#### Page excerpt:
──────────

There are 53 departments offering various types of music or music-related degree [Edit: Some other departments could also be included, which I will add when editing this post at some point in the near future], excluding the ten UK conservatoires, in which the status of composition and performance is of a different nature. These are as follows:

Russell Group (19): King’s College and Queen Mary, University of London; Birmingham; Bristol; Cambridge; Durham; Leeds; Liverpool; Manchester; Newcastle; Nottingham; Oxford; Sheffield; Southampton; York; Cardiff; Edinburgh; Glasgow; Queen’s University, Belfast.

──────────

#### Exercise details:
Pick up the passage on UK university music departments after its Russell Group list and continue it.

#### Dataset entries:
──────────

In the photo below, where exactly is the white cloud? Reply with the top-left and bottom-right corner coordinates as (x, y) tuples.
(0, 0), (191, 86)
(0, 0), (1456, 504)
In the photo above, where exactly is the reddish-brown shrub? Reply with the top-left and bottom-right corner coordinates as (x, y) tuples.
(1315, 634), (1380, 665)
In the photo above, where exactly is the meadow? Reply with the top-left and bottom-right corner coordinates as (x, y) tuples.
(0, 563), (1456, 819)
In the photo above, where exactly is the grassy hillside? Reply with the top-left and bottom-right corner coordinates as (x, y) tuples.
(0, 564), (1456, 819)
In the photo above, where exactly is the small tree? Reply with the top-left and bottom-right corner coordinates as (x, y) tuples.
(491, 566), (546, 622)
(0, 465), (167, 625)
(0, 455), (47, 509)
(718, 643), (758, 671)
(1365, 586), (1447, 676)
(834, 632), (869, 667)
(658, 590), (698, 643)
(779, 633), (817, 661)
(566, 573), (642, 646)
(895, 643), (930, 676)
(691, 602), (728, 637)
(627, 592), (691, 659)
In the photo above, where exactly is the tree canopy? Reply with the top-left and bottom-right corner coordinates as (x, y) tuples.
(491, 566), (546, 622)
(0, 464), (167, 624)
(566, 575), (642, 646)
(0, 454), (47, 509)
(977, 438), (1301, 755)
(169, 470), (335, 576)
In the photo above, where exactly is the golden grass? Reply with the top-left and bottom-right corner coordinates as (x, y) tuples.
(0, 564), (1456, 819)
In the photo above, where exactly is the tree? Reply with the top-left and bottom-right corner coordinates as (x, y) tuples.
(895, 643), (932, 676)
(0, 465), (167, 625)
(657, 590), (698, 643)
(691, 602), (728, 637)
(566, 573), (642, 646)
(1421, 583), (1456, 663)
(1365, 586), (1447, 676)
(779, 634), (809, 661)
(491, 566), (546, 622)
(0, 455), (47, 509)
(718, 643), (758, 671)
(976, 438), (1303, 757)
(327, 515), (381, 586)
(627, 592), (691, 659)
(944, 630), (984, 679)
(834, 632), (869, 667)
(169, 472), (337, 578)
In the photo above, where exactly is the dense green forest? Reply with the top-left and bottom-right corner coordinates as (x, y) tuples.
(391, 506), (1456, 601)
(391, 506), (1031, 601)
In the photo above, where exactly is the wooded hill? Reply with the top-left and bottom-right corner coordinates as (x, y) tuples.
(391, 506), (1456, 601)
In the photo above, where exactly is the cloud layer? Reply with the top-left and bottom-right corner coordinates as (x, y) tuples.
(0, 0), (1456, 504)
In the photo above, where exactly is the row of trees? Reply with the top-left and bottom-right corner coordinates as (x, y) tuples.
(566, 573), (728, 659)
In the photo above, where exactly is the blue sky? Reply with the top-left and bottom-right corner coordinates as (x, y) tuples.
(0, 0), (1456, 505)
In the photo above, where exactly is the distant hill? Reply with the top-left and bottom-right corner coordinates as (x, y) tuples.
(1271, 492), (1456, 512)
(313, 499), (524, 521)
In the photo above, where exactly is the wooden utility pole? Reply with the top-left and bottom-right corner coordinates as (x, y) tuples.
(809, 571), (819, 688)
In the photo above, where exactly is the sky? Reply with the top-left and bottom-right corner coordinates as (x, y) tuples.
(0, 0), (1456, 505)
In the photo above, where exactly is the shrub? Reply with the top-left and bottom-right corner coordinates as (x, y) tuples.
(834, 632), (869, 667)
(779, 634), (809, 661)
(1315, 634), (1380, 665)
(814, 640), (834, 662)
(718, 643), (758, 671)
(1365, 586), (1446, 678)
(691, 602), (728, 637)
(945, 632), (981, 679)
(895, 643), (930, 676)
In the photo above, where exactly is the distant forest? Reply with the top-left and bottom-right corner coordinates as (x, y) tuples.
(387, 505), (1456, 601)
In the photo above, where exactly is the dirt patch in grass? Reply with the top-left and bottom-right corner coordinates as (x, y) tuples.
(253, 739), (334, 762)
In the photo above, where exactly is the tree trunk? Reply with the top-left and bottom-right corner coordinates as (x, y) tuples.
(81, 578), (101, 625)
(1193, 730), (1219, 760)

──────────

#### Answer to this exercise:
Mid-ranking Institutions (‘Other’) (13): Royal Holloway and Goldsmiths Colleges, and School of Oriental and African Studies, University of London; City University; Brunel; Hull; Keele; Open University; Salford; Surrey; Sussex; Bangor; Aberdeen
Post-1992 Institutions (received university status after 1992) (21): West London; East London; London Metropolitan; Westminster; Middlesex; Kingston; Anglia Ruskin; Bath Spa; Brighton; Canterbury Christ Church; Chichester; De Montfort; Falmouth; Hertfordshire; Huddersfield; Liverpool Hope; Oxford Brookes; Winchester; Wolverhampton; Edinburgh Napier; Ulster

I have looked only at composers and performers employed in academic positions (i.e. integrated into the academic career structure from Lecturer to Professor) at these institutions. On the basis of research outputs, I have counted those composers and/or performers who have also produced a fair number of written outputs as being ‘0.5’s for the purposes of counting. I have counted only university (not college) appointments at Oxford and Cambridge. By this method, I arrive at the following figures:

All Universities
Total Staff: 691
Composers: 198 (28.7%)
Performers: 76 (11%)
Practitioners: 274 (39.7%)

Russell Group
Total Staff: 318
Composers: 89.5 (28.1%)
Performers: 21 (6.6%)
Practitioners: 110.5 (34.7%)

Mid-Ranking Institutions
Total Staff: 160
Composers: 45.5 (28.4%)
Performers: 13 (8.1%)
Practitioners: 58.5 (36.5%)

Post-1992 Institutions
Total Staff: 213
Composers: 63 (29.6%)
Performers: 42 (19.7%)
Practitioners: 105 (49.3%)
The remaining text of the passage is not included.